What is expected: Across the entries below, the lines containing "brown" should be counted and only their number returned.

Given data:
==*==

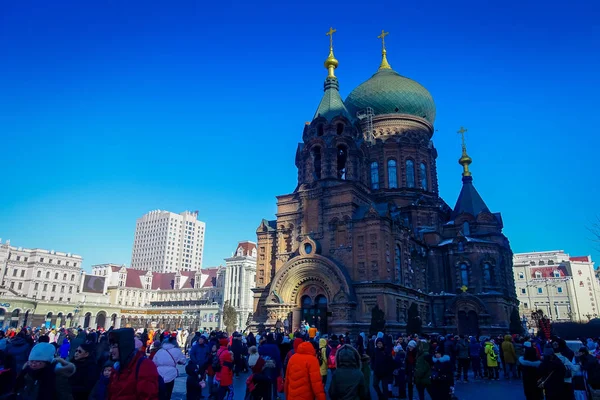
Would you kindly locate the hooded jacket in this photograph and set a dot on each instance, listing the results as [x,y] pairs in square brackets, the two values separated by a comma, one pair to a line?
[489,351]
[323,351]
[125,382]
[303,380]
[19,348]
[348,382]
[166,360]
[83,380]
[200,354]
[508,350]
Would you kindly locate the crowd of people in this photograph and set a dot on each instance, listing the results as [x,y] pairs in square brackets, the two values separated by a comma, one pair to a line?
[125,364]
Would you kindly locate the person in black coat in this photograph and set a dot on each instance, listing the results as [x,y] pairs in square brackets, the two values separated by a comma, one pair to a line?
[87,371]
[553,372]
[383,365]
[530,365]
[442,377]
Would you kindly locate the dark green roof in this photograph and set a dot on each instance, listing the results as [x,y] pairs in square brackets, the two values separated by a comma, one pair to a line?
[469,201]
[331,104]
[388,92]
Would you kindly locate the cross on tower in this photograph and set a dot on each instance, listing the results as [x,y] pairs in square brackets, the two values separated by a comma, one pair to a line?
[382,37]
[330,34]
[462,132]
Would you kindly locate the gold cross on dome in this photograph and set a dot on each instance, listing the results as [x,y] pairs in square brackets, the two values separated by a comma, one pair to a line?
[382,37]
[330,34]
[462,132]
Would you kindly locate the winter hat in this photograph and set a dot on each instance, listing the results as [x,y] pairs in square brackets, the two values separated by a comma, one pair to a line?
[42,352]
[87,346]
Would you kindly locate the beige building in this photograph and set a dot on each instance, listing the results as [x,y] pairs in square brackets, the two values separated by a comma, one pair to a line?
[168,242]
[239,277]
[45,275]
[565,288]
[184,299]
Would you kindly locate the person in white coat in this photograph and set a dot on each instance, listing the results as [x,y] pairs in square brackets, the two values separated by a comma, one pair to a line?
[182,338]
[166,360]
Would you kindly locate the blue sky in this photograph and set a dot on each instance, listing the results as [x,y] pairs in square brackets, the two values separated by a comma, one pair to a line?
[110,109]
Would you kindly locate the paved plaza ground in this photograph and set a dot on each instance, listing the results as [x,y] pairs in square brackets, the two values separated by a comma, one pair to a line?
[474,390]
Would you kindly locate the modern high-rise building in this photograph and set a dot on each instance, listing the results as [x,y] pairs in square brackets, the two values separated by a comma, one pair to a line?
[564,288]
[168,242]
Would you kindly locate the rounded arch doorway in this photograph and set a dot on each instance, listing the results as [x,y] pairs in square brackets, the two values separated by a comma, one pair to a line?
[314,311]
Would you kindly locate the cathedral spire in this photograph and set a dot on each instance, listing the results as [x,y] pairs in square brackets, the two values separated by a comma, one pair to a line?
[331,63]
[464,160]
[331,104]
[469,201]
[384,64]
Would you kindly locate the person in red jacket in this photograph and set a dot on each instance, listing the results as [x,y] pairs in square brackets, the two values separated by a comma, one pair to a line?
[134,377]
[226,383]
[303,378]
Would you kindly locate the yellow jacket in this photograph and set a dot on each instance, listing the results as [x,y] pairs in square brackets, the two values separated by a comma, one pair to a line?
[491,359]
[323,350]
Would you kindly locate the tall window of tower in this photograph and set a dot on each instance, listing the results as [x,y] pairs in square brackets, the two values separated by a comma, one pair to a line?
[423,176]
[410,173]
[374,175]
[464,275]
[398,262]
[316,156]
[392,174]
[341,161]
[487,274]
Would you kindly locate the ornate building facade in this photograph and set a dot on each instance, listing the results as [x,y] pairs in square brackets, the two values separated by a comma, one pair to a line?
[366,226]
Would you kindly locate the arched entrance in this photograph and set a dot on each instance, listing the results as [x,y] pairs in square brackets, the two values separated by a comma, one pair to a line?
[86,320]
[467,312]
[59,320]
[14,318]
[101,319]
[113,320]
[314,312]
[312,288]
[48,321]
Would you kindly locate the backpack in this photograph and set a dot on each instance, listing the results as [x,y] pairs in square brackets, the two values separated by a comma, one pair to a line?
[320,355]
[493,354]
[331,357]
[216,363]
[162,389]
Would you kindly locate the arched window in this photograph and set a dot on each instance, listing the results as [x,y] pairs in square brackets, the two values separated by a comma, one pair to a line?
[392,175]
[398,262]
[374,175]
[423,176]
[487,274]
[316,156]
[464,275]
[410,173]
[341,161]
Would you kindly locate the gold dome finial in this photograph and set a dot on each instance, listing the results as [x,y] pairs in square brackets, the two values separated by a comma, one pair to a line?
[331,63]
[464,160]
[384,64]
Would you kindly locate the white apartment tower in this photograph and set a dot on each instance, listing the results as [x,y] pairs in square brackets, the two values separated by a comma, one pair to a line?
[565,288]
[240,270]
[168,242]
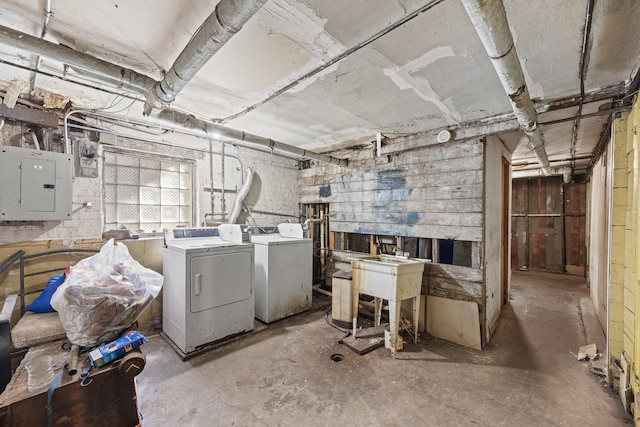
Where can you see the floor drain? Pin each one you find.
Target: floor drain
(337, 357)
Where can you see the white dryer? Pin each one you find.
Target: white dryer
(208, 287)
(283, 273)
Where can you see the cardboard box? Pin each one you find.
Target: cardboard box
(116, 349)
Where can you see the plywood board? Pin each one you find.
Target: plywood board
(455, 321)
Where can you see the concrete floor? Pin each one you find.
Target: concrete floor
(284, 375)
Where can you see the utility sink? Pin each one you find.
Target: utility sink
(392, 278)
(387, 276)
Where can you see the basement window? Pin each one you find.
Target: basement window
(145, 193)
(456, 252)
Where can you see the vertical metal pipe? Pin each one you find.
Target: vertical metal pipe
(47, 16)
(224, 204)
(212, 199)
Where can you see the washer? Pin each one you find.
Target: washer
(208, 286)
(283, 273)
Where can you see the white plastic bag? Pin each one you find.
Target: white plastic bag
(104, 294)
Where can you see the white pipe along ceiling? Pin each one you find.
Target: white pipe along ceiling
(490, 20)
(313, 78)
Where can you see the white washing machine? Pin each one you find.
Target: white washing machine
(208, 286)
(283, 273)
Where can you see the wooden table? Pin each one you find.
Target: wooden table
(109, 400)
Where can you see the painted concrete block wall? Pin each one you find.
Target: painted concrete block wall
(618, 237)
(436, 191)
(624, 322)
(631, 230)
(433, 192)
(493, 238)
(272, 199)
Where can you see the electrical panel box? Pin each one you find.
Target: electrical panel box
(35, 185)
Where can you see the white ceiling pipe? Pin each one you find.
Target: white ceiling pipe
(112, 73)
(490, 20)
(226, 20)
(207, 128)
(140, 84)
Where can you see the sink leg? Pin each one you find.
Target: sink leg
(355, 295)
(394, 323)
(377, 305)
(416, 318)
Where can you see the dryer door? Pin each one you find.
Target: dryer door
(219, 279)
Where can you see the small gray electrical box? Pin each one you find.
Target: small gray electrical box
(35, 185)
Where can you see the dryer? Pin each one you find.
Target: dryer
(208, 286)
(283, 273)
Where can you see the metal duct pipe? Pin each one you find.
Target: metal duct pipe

==*==

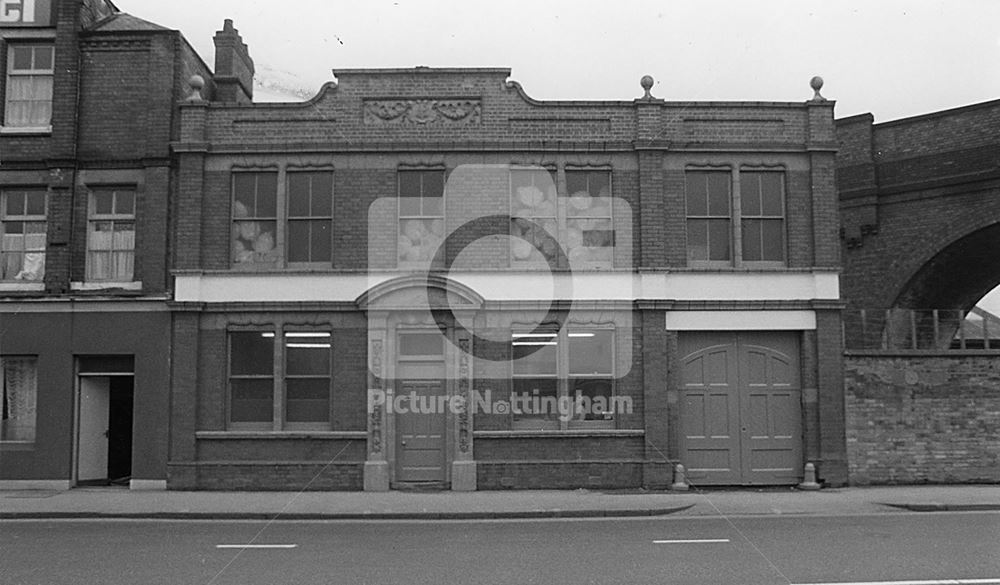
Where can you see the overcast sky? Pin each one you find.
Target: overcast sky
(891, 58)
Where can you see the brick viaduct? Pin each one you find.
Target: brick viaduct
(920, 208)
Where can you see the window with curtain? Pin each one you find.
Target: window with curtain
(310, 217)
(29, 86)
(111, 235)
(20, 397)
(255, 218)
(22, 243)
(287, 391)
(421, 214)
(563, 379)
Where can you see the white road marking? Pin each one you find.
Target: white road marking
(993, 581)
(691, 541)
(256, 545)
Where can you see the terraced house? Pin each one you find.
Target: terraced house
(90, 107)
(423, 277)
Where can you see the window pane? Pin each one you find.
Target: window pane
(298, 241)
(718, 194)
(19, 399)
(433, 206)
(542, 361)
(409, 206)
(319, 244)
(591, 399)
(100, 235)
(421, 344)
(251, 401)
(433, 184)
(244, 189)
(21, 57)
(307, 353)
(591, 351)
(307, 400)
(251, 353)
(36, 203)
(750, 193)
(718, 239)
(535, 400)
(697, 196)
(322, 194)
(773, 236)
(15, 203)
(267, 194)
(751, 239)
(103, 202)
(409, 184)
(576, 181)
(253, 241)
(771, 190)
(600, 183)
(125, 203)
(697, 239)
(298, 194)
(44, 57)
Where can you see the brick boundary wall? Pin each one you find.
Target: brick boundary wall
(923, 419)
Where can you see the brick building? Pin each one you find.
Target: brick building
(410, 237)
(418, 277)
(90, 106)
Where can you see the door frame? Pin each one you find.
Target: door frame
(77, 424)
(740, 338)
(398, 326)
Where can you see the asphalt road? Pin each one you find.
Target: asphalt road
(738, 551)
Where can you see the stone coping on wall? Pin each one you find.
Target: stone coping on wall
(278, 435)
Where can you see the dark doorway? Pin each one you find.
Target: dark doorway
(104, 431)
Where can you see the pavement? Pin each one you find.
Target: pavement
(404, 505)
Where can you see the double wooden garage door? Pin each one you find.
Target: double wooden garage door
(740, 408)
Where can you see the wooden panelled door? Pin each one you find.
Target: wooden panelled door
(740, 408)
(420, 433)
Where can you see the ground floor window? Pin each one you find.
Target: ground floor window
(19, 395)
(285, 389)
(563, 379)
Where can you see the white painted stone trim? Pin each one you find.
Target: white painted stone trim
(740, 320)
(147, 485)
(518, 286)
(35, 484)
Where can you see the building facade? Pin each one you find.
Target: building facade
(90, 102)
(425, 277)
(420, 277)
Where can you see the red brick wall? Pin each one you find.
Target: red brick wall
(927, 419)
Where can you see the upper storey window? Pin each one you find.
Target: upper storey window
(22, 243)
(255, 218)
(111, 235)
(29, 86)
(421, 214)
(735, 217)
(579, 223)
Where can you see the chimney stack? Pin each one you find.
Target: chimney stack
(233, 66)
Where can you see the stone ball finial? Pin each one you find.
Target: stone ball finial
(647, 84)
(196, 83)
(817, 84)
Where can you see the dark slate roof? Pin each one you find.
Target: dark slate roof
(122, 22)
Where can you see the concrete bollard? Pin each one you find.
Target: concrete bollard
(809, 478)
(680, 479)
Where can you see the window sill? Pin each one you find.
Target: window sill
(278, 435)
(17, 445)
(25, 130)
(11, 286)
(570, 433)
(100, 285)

==*==

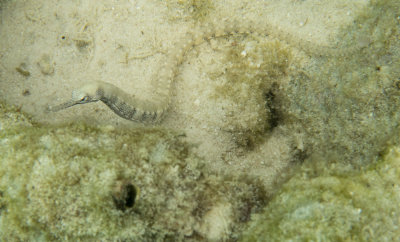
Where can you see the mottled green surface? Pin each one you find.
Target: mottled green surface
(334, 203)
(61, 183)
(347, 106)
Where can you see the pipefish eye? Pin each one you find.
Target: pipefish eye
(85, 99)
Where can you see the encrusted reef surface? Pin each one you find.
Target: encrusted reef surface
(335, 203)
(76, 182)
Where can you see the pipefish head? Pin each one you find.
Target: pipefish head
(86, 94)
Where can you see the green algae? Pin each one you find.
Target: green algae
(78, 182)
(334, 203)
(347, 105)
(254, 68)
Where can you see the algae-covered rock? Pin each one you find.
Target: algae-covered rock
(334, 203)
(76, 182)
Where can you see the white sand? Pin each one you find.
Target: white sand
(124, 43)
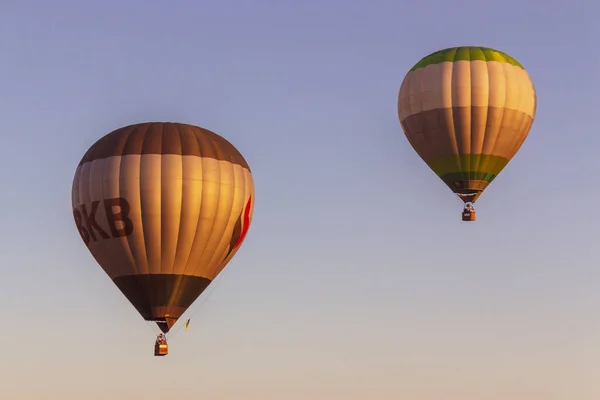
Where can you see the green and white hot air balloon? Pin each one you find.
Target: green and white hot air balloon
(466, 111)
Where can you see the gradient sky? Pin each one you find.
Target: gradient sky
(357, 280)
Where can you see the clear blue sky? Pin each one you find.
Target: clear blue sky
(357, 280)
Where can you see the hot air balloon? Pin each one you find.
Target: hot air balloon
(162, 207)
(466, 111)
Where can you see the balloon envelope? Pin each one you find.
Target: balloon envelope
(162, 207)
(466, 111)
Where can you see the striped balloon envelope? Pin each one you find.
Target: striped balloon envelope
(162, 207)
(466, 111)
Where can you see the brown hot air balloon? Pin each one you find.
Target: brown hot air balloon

==*==

Answer space: 2